* [WHAT YOU NEED TO DO]:
1 – In the passage on South African culture, swap "gables" for "rooflines" and give the part starting at "Cape Dutch architecture" and ending at "the Dutch style.".
2 – Answer these questions from the passage on South African culture:
(a) In which century was Cape Dutch architecture prominent in the Cape Colony?
(b) Where is the 1980 film The Gods Must Be Crazy set?
(c) How much did Mr Bones gross?

--- DOCUMENT EXCERPT Enclosed Below ---

Cape Dutch architecture was prominent in the early days (17th century) of the Cape Colony, and the name derives from the fact that the initial settlers of the Cape were primarily Dutch. The style has roots in medieval Holland, Germany, France, and Indonesia. Houses in this style have a distinctive, recognisable design, with a prominent feature being the grand, ornately rounded gables, reminiscent of those in Amsterdam townhouses built in the Dutch style.

The rural landscape of South Africa is populated with traditional and European-influenced African architecture.

== Cinema ==

While many foreign films have been produced about South Africa (usually focusing on race relations), few local productions are known outside South Africa. One exception was the 1980 film The Gods Must Be Crazy, set in the Kalahari. This is about how life in a traditional community of San (Bushmen) changes when a Coke bottle, dropped from a plane, suddenly lands from the sky. The late Jamie Uys, who wrote and directed The Gods Must Be Crazy, also had success overseas in the 1970s with his films Funny People and Funny People II, which were similar to the US TV series Candid Camera. Leon Schuster's You Must Be Joking! films belong to the same genre and are highly popular among South Africans. Schuster's most successful film internationally is Mr Bones, which was also the best performing film locally at the time of its release, grossing 35m USD. This was surpassed by the sequel, Mr Bones 2: Back from the Past.

--- End of Enclosed DOCUMENT EXCERPT ---
--- RECORDED INFORMATION Enclosed Below ---

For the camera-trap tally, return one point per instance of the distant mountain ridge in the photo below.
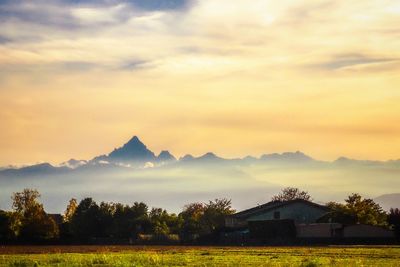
(135, 153)
(389, 201)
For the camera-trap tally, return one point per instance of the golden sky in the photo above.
(78, 78)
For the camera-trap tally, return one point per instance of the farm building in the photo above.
(297, 219)
(300, 211)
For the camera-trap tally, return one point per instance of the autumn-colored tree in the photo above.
(34, 223)
(70, 211)
(359, 210)
(291, 193)
(394, 221)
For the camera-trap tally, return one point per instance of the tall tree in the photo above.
(291, 193)
(85, 221)
(35, 224)
(214, 215)
(394, 221)
(361, 210)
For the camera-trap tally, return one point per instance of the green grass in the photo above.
(212, 256)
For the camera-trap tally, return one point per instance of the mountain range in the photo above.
(133, 172)
(135, 154)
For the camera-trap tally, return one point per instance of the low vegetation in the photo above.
(200, 256)
(198, 223)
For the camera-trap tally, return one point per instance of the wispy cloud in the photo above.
(351, 60)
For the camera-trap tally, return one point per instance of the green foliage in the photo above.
(394, 221)
(359, 210)
(291, 193)
(6, 230)
(204, 219)
(30, 217)
(213, 256)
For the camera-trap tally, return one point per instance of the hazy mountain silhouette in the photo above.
(135, 154)
(133, 151)
(288, 157)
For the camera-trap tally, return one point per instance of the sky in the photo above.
(80, 77)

--- End of Enclosed RECORDED INFORMATION ---

* [ANSWERS BY TASK]:
1 –
Cape Dutch architecture was prominent in the early days (17th century) of the Cape Colony, and the name derives from the fact that the initial settlers of the Cape were primarily Dutch. The style has roots in medieval Holland, Germany, France, and Indonesia. Houses in this style have a distinctive, recognisable design, with a prominent feature being the grand, ornately rounded rooflines, reminiscent of those in Amsterdam townhouses built in the Dutch style.

2 –
(a) The 17th century.
(b) In the Kalahari.
(c) 35m USD.